» **TEXT UNDER STUDY**
━━━━━━━━━━━━━━━━

26-11-2012, 05:42 PM
Development of a Robotic Bridge Maintenance System
Development of a Robotic.PDF (Size: 3.55 MB / Downloads: 311)
Abstract
This paper will expand on the Rrobotic
Bridge Maintenance Ssystem (RBMS) developed by
the Construction Automation and Robotics
Laboratory (CARL) at North Carolina State
University (NCSU). The system consists of a 4-
degree-of-freedom robot designed and built at NCSU
mounted on the end of a truck mounted peeper crane.
Additionally, a containment system is mounted in
front of the robot to contain the toxic waste created
by the removal of the lead-based paint from the
bridge beams and trusses.
Introduction
Robotic systems for construction
applications have advanced dramatically over the
past few years. Automated systems were initially
developed to reduce labor requirements, shorten
construction time, reduce costs, and improve quality.
Currently, benefits such as moving workers out of the
dangerous work areas and conformance to agency
standards such as those set by the Environmental
Protection Agency (EPA), the Toxic Substance
Control Act (TSCA), and the Occupational Safety
and Health Administration (OSHA) have improved
the workers' environments and improved worker
morale.
Overview of System
The robotic bridge maintenance system has
four main capabilities: remote inspection, spray
washing, paint removal, and painting. The original
prototype of the system was developed and
successfully tested as a robotic bridge paint removal
system August of 1994. The basic goals of the
system were to eliminate the need for a human to be
involved directly in the removal process and to
contain the lead-based paint. (A schematic of the
original system is shown in Figure 1 and a picture of
the system in action is shown in Figure 2.)
Control of the System
The control of the system can be divided
into two parts : control of the crane and control of the
robot. It is possible to control the crane and the robot
individually or at the same time.
Crane Control
Since the bridge maintenance process has
been robotized in an attempt to improve safety and
health conditions, automation of the crane is desired.

━━━━━━━━━━━━━━━━

» **INFORMATION SUPPLIED**

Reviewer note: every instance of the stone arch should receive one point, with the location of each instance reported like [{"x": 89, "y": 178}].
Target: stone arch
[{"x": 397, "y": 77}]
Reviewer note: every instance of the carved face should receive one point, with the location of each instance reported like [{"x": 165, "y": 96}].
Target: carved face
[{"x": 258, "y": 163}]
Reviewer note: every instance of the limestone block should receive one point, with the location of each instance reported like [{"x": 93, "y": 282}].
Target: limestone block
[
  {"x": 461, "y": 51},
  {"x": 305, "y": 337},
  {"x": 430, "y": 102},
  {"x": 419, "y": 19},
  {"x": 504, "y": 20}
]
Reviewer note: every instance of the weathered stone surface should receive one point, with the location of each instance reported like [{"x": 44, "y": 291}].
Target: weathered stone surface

━━━━━━━━━━━━━━━━

» **WHAT YOU NEED TO DO**
A. Please write out the part of the bridge maintenance text that opens with the words containing "Overview of System" and closes with "in Figure 2.)".
B. Translate this sentence from the bridge maintenance text into Spanish: "It is possible to control the crane and the robot individually or at the same time."

» **RESULTS FOR THE EXERCISE**
A.
Overview of System
The robotic bridge maintenance system has
four main capabilities: remote inspection, spray
washing, paint removal, and painting. The original
prototype of the system was developed and
successfully tested as a robotic bridge paint removal
system August of 1994. The basic goals of the
system were to eliminate the need for a human to be
involved directly in the removal process and to
contain the lead-based paint. (A schematic of the
original system is shown in Figure 1 and a picture of
the system in action is shown in Figure 2.)

B. Es posible controlar la grúa y el robot de forma individual o al mismo tiempo.